━━━━━ Data provided

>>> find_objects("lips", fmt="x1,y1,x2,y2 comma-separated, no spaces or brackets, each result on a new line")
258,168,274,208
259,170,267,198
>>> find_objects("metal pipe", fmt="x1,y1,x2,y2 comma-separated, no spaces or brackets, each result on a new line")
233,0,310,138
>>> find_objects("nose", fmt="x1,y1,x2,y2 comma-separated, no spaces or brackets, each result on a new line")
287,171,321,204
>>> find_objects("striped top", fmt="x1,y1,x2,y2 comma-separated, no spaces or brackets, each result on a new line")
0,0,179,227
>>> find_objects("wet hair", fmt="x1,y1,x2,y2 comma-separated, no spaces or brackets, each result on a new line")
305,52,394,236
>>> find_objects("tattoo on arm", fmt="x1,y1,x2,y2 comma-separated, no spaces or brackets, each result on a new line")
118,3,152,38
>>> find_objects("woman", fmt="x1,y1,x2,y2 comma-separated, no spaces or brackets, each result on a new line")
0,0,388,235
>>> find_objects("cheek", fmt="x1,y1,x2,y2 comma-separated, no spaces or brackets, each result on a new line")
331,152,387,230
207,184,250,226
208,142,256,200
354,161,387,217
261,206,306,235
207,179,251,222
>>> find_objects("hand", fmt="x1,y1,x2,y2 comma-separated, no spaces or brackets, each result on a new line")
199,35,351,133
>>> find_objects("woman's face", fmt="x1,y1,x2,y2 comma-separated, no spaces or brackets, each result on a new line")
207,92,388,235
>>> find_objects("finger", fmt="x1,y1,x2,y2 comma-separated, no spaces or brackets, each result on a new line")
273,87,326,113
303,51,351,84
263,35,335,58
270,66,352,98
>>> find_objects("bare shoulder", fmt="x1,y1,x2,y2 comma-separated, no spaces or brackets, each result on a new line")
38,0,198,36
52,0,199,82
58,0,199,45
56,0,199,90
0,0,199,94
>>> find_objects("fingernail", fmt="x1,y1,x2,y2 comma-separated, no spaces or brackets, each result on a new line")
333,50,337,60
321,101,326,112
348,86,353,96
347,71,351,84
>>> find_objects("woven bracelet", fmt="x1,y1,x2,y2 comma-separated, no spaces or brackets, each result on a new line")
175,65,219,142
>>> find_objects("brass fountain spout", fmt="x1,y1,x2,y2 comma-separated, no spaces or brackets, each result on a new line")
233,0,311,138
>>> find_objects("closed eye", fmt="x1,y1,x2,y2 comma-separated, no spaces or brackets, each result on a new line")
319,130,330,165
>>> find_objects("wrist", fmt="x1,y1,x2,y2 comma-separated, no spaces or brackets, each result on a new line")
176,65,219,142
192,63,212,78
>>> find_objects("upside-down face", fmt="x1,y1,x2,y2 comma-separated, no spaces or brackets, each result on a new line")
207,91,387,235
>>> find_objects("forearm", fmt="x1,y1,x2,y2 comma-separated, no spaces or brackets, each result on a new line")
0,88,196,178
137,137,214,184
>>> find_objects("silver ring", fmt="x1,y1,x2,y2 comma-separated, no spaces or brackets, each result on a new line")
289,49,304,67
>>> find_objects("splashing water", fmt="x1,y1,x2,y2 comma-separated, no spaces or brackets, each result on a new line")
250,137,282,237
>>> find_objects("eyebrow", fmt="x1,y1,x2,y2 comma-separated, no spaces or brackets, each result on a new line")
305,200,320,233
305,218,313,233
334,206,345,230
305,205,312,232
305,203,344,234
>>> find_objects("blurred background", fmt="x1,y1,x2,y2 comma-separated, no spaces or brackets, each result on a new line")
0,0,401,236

━━━━━━━━━━

**Work request**: Every line above is to be transcribed exactly, with nothing dropped.

**Task solution**:
>>> find_objects("lips", fmt="x1,y1,x2,y2 comma-separated, no spaces or brackets, each result on a new line")
258,168,274,208
259,170,267,198
>>> find_objects("metal pipe", fmt="x1,y1,x2,y2 comma-separated, no spaces or brackets, each result on a new line")
233,0,310,138
>>> find_objects("nose", fmt="x1,y1,x2,y2 comma-separated, no spaces or brackets, each result on a new line")
287,171,321,204
>>> find_objects("striped top", fmt="x1,y1,x2,y2 comma-separated, no spaces or brackets, each result on a new line")
0,0,179,227
>>> find_objects("wet hair", fmt="x1,y1,x2,y2 comma-separated, no spaces or brackets, each result on a new line")
305,52,394,236
>>> find_objects("tattoo on arm", fmt="x1,y1,x2,y2 comma-separated, no spaces or brackets, each result on a new line")
118,3,152,38
>>> find_objects("woman", fmt="x1,y1,x2,y2 comma-separated, no spaces or brackets, each result on a new line")
0,0,388,235
>>> find_objects("cheek", fmt="x1,y1,x2,y2 comma-separated, no spaces or brackets, each result on a new line")
331,152,387,230
207,184,250,226
208,142,256,200
354,161,387,217
261,206,306,235
207,179,251,222
>>> find_objects("hand", fmt="x1,y1,x2,y2 comma-separated, no spaces or brackets, each result on a new line")
199,35,351,133
>>> find_objects("woman's face", fmt="x1,y1,x2,y2 comma-separated, no spaces or brackets, each result on a new line")
207,92,388,235
>>> find_objects("finger", fmt="x1,y1,x2,y2 comma-separated, no spaces or brackets, each result on a new line")
273,87,326,113
303,51,351,84
263,35,335,58
270,66,352,98
>>> find_objects("bare shoulder", fmt="x1,y1,x2,y2 comma-separated, no spaces or brackets, each result on a new line")
38,0,198,36
52,0,199,82
58,0,199,45
56,0,199,90
0,0,199,94
>>> find_objects("fingernail", fmt="x1,y1,x2,y2 comma-separated, no spaces or brackets, each result on a new line")
333,50,337,60
321,101,326,112
348,86,353,96
347,71,351,84
>>> find_objects("woven bracelet", fmt="x1,y1,x2,y2 comma-separated, no spaces or brackets, each result on a new line")
175,65,219,142
>>> find_objects("brass fountain spout", fmt="x1,y1,x2,y2 comma-separated, no spaces or brackets, each result on a new line")
233,0,311,138
>>> find_objects("closed eye", fmt="x1,y1,x2,y2 comma-separated, no spaces or brackets, each result on a new line")
319,130,330,165
>>> find_objects("wrist", fmt="x1,y1,x2,y2 comma-separated, no spaces or brackets, each result on a new line")
176,65,219,142
192,63,212,78
>>> find_objects("upside-down face", fmt="x1,y1,x2,y2 comma-separated, no spaces or brackets, each result on a new line")
207,91,387,235
>>> find_objects("forearm", fmt="x1,y1,x2,y2 comma-separated, no spaces or brackets, each result on a new line")
0,88,196,178
137,137,214,184
>>> find_objects("silver ring", fmt="x1,y1,x2,y2 comma-separated, no spaces or brackets, each result on a new line")
289,49,304,67
>>> find_objects("splashing water", fmt="x1,y1,x2,y2 comma-separated, no spaces or brackets, each result on a new line")
250,137,282,237
>>> find_objects("eyebrow", fmt="x1,y1,x2,y2 comma-separated, no spaces or brackets, each result on a new line")
305,200,320,233
305,218,313,233
334,206,345,230
305,205,312,232
305,203,344,234
>>> find_objects("blurred background", fmt="x1,y1,x2,y2 comma-separated, no spaces or brackets, each result on a new line")
0,0,401,236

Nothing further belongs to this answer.